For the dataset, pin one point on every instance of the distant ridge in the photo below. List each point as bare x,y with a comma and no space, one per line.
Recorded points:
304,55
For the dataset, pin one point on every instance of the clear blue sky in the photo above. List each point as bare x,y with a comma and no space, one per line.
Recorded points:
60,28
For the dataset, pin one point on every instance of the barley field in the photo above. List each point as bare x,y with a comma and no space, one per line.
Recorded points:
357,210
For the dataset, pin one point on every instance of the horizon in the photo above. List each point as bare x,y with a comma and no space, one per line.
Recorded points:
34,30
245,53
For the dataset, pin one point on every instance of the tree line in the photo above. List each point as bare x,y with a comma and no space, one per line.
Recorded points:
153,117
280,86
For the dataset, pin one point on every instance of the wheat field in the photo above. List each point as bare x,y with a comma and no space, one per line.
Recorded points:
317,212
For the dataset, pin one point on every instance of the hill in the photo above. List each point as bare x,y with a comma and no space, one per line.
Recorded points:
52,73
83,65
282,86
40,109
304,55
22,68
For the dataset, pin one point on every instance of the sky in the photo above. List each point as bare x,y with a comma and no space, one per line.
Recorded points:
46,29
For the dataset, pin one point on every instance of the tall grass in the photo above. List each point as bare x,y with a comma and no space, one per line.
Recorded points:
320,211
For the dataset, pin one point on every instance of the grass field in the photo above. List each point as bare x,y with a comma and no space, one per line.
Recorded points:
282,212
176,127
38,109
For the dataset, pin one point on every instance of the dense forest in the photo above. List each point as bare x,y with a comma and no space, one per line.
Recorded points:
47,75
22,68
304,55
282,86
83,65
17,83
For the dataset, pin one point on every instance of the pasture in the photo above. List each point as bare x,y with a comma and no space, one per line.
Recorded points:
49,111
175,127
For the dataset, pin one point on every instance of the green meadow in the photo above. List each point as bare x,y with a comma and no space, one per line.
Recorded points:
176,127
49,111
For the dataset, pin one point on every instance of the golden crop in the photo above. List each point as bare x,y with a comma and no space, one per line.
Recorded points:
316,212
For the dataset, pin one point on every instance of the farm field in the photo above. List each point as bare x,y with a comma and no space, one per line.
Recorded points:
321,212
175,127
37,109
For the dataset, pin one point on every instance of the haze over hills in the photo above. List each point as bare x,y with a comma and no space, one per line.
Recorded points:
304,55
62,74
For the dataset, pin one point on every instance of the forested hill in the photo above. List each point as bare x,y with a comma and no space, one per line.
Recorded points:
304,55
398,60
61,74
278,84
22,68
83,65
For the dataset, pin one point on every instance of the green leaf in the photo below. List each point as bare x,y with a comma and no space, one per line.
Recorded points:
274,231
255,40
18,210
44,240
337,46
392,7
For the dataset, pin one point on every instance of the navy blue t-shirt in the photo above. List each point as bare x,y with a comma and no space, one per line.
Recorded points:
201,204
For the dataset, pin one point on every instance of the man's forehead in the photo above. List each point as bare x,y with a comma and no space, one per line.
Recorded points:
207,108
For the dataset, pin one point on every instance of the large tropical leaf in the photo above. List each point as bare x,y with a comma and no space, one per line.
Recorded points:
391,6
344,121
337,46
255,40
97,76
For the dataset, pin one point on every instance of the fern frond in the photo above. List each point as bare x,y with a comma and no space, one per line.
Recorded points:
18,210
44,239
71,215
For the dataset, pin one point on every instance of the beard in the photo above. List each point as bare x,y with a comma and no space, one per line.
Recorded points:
-------
DIRECTIONS FOR THIS TASK:
Extract every line from the one containing "of the forested" through the last line of the data, inclusive, exactly as written.

EXERCISE ANSWER:
For the dataset, pin one point on every instance of the forested hill in the photo above. List each point as bare x,y with a comma and no space, one per line.
Recorded points:
304,55
398,60
61,74
278,84
22,68
83,65
For the dataset, pin one point on every instance of the green leaf in the photo below. List each point as bare x,y with a comma and no space, one per line.
Recorded points:
274,231
255,40
18,210
44,240
337,46
392,7
For the dataset, pin one point on every instance of the navy blue t-shirt in the photo above. List each point as bare x,y with a comma and no space, one per line.
Recorded points:
201,204
For the dataset, pin one point on every instance of the man's forehead in the photo above. List each point as bare x,y with a comma and no space, one per line.
Recorded points:
207,108
For the dataset, pin one point on every instance of the large tropical leaf in the photo above. List each point as bare x,y with a comma and no space, one per line.
Recorded points:
391,6
344,121
337,46
255,40
97,76
For the dataset, pin one point on every instance of the fern frond in the photo above. List each point as bare x,y with a comma and no space, one per line.
Recorded points:
18,210
44,239
71,215
For the dataset, pin one point on every instance of the beard in the photo above. List each point as bare x,y with a comma and no space, one per line.
Recorded points:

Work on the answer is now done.